Copy out all the records below, swapping every "marker" for "pin" and changing nothing else. Leave the pictures out of your answer.
## Begin Provided material
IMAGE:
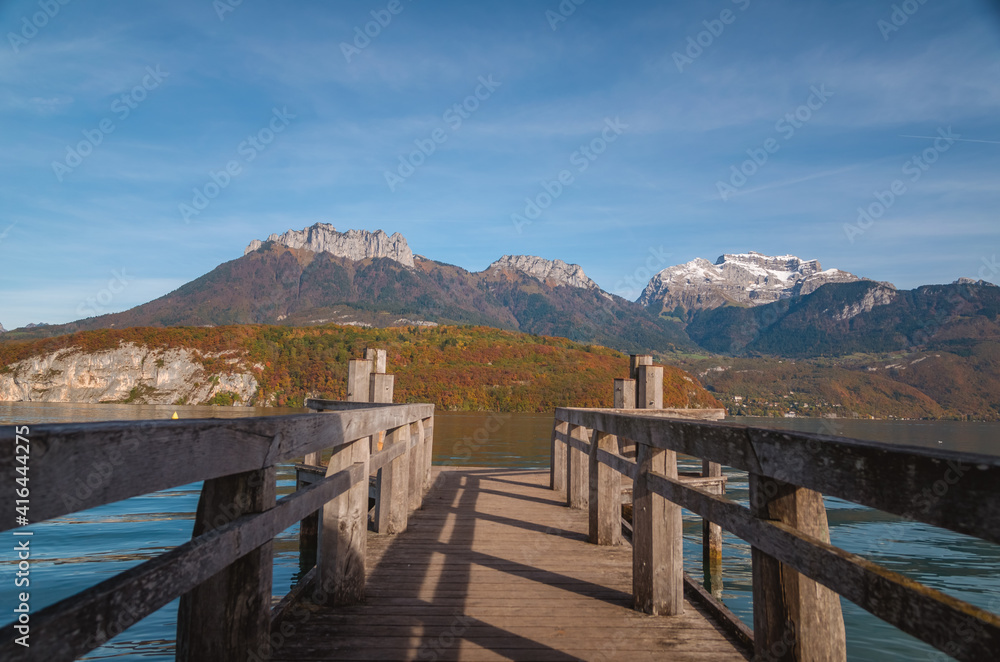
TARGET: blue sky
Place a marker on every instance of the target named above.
(840, 97)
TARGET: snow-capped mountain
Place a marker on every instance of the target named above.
(749, 279)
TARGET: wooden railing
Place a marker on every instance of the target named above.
(223, 575)
(797, 574)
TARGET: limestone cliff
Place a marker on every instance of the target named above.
(748, 279)
(880, 294)
(553, 272)
(130, 373)
(353, 244)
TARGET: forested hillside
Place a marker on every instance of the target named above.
(471, 368)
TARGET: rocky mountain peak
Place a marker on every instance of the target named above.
(353, 244)
(737, 278)
(551, 271)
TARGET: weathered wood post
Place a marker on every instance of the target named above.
(378, 357)
(344, 534)
(711, 537)
(625, 399)
(428, 451)
(228, 616)
(345, 531)
(392, 503)
(605, 494)
(657, 542)
(380, 389)
(557, 457)
(577, 466)
(794, 618)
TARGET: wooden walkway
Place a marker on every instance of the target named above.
(496, 567)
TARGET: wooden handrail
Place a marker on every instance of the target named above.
(223, 575)
(75, 467)
(788, 473)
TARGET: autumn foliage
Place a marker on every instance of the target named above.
(460, 368)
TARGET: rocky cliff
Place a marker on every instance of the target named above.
(881, 294)
(353, 244)
(131, 373)
(551, 272)
(748, 279)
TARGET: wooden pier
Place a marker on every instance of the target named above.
(495, 567)
(488, 563)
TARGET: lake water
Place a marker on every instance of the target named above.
(77, 551)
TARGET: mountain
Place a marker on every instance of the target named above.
(286, 281)
(862, 316)
(552, 272)
(354, 244)
(466, 368)
(745, 279)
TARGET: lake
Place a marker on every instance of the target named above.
(79, 550)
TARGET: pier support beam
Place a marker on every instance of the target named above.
(227, 618)
(794, 618)
(344, 541)
(605, 494)
(557, 457)
(657, 534)
(711, 537)
(577, 467)
(393, 502)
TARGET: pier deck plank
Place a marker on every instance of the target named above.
(496, 567)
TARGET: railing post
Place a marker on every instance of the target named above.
(794, 618)
(657, 534)
(308, 532)
(345, 531)
(428, 451)
(392, 502)
(711, 538)
(415, 466)
(577, 483)
(228, 616)
(625, 399)
(657, 563)
(557, 457)
(605, 494)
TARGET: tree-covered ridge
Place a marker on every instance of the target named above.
(471, 368)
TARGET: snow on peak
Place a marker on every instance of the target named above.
(750, 278)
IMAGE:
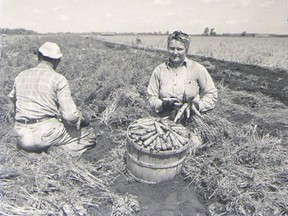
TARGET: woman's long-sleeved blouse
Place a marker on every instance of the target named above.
(191, 80)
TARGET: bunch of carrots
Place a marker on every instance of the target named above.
(158, 134)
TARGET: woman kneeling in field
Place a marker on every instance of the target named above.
(180, 85)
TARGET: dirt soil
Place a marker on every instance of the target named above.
(168, 198)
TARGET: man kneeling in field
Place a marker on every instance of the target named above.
(45, 113)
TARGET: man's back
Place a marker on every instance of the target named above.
(36, 92)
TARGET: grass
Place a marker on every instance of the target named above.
(240, 170)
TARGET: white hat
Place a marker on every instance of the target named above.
(50, 50)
## End Provided material
◆ Full solution
IMAGE:
TARGET: blue sky
Place a pin on every instance of the target named above.
(840, 97)
TARGET: snow-capped mountain
Place a pin on every instance of the target named above.
(749, 279)
TARGET: wooden railing
Place a pin on every instance of the target named above.
(223, 575)
(797, 574)
TARGET: limestone cliff
Place a pin on every instance of the target named above.
(748, 279)
(880, 294)
(553, 272)
(130, 373)
(353, 244)
TARGET: forested hillside
Place a pin on every instance of the target named above.
(471, 368)
TARGET: rocky mountain peak
Place a pin on every instance of the target named above.
(353, 244)
(737, 278)
(551, 271)
TARGET: weathered wood post
Place a pin on every instance of the target named above.
(378, 357)
(344, 534)
(711, 537)
(625, 399)
(428, 451)
(228, 616)
(345, 531)
(392, 503)
(605, 494)
(657, 542)
(380, 389)
(557, 457)
(577, 466)
(794, 618)
TARGET: wooden walkway
Place a pin on every instance of the target named above.
(496, 567)
TARGET: wooden handrail
Place a pin on every instance of the target named above.
(223, 575)
(75, 467)
(788, 473)
TARGET: autumn foliage
Place a pin on every instance of the target named above.
(460, 368)
TARGET: rocky cliff
Place a pin on every instance of the target named above.
(881, 294)
(353, 244)
(131, 373)
(551, 272)
(748, 279)
TARGET: wooden pier
Place a pin on every instance of the target named above.
(495, 567)
(488, 563)
TARGET: lake water
Place a pin on every instance of the target named above.
(77, 551)
TARGET: mountain
Place a pin on every instance of the target named above.
(286, 281)
(862, 316)
(552, 272)
(354, 244)
(466, 368)
(745, 279)
TARGET: lake
Place a pin on every instance of the target named above.
(79, 550)
TARGET: pier support beam
Place a pin on every instance of the target named above.
(227, 618)
(794, 618)
(344, 541)
(605, 494)
(557, 457)
(657, 534)
(711, 537)
(577, 467)
(393, 502)
TARGET: pier deck plank
Place a pin on every instance of the target named above.
(496, 567)
TARGET: railing post
Place a pin on every instance of the target named above.
(794, 618)
(657, 534)
(308, 532)
(345, 531)
(428, 451)
(392, 502)
(711, 538)
(415, 466)
(577, 483)
(228, 616)
(625, 399)
(657, 563)
(557, 457)
(605, 494)
TARGET: tree-covered ridge
Place a pin on every instance of the target named above.
(471, 368)
TARGET: snow on peak
Place a pin on every instance of the target named above.
(750, 278)
IMAGE:
TARGET: woman's long-sleeved blouse
Place a pin on every instance of the target named above.
(191, 80)
TARGET: bunch of carrots
Place a pin on every instance of the target named above.
(158, 134)
TARGET: woman kneeling in field
Place a pin on every instance of the target named above.
(180, 85)
TARGET: dirt soil
Place a pin on every instance of the target named above.
(168, 198)
TARGET: man kneeling in field
Place a pin on every instance of the target named above.
(45, 113)
TARGET: man's back
Place a pin on every instance of the target named above.
(36, 92)
TARGET: grass
Place a pin on every instance of the target named above.
(240, 170)
TARGET: white hat
Place a pin on every instance of the target named above.
(50, 50)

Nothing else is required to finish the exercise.